[Text passage]:
Start of Block

Rose felt flat at times, especially early on the back nine at Cog Hill on a cool, overcast day in the Chicago suburbs. But a 3-iron into 30 feet for an eagle on the par-5 15th woke him up, and not even a bogey on the last hole changed his outlook on the day or the weekend of this FedEx Cup playoff event.
"You never quite know what to expect after playing so well in the first round," Rose said of his opening 63. "Actually, my caddie said it's the best round he's seen in 20 years out there from a ball-striking perspective. So, there's only one way to go from there. But today was good."
It was even better for Wilson, who considers Cog Hill a home course after he moved to the area. Wilson again had a large following of friends and family, and he treated them to a good show. He ran off four straight birdies around the turn, starting with a wedge to tap-in range at No. 8, and was steady the rest of the way for a 66.
They were at 11-under 131.
Webb Simpson, who leads the FedEx Cup and has won two of his last three tournaments, made his only bogey of the tournament on the fifth hole but was otherwise solid in his round of 68 that left him two shots behind.
They will be in the final group Saturday morning, when the tee times are moved forward to finish in time for NBC Sports to televise the Notre Dame football game.
John Senden of Australia, who is No. 55 in the FedEx Cup and needs a top-five finish to advance to the Tour Championship, had a 66 and was alone in fourth place at 134. Bill Haas, who has the Presidents Cup on his mind at No. 12 in on the American list, was another shot back after a 66.

End of Block

Records from a data collection
Start of Block

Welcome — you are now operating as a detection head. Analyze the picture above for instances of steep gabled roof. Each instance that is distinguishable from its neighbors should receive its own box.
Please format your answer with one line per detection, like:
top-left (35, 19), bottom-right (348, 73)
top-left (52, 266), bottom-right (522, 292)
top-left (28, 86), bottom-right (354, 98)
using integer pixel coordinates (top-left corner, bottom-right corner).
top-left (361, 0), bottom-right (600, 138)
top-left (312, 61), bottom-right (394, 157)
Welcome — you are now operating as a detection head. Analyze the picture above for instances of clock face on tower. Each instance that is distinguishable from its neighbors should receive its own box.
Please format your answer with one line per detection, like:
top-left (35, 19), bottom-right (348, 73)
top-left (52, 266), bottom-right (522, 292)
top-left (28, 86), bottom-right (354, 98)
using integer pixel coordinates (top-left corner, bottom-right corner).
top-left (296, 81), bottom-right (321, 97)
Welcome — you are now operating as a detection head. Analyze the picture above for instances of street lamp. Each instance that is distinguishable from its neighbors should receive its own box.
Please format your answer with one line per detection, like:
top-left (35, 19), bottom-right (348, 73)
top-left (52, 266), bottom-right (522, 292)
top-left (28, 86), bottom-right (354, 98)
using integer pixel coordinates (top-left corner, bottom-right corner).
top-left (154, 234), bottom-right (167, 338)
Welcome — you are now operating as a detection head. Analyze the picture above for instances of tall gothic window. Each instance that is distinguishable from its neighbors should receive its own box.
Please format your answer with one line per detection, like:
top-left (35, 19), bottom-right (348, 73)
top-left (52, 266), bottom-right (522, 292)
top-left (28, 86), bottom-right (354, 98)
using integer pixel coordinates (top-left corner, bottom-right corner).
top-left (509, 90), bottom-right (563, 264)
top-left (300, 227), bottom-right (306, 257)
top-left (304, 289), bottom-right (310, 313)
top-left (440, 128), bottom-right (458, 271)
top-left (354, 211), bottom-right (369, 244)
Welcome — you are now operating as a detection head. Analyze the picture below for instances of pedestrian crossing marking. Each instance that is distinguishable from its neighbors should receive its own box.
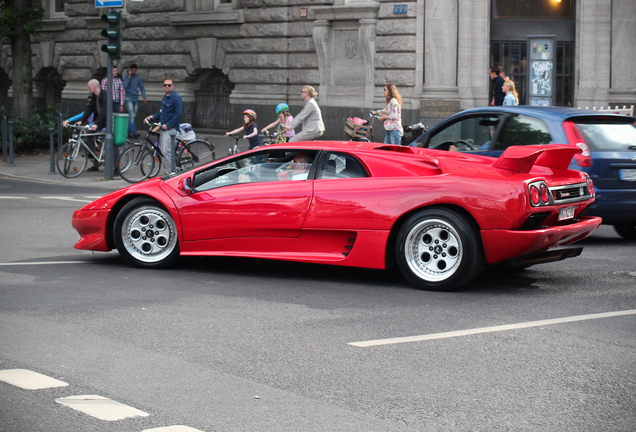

End of Block

[Requirement 1]:
In the golf tournament report, who leads the FedEx Cup?
[Requirement 2]:
Proceed with the golf tournament report, continuing on from its final sentence.

[Answer section 1]:
Webb Simpson leads the FedEx Cup.

[Answer section 2]:
This is a pivotal week for two cups.
The BMW Championship is the final tournament for the top 10 players for U.S. and International teams to qualify for the Presidents Cup. Brandt Snedeker (No. 11) had a 66 and was tied for seventh with a group that included David Toms (No. 10). Also at 5-under 137 were Geoff Ogilvy and Robert Allenby, both of whom are on the bubble for the International side. Another shot behind was Jim Furyk, who is No. 9 on the U.S. list.
For the FedEx Cup, the top 30 advance to the Tour Championship at East Lake for a shot at the $10 million prize.
Wilson, a two-time winner early in the season, already is a lock for East Lake. He would have to win the BMW Championship to earn a spot on the Presidents Cup team, although it could come with an even greater bonus. No one on the PGA Tour has really stood out this year, and these next few weeks are likely to go a long way toward deciding player of the year.
Wilson really isn't part of the conversation yet. His wins were eight months ago, against fields that were not terribly strong. A win at Cog Hill would be different, not to mention timely.
"That would put me with the most wins of anybody, and then going into East Lake if I can get another one there, I think I'd have a good argument. That's a lot of 'ifs,'" Wilson said. "I've played great so far. There are a lot of great players out here, but I feel like I'm playing very close to the same form I had when I started the year out. My mind is in a better place, and I'm just kind of accepting the results.
"But yeah, I would definitely put myself in there. Certainly not right now, but I need at least one more win, two more wins to probably be in that discussion."
Rose is at No. 34 and still looking at this week as having nothing to lose — he wasn't in the top 30 when he arrived at Cog Hill, so the Englishman figures he could only give it his best shot. That's not to suggest he is firing at every pin. Rose patiently picked his spots in the second round, and cashed in late with the eagle and birdie.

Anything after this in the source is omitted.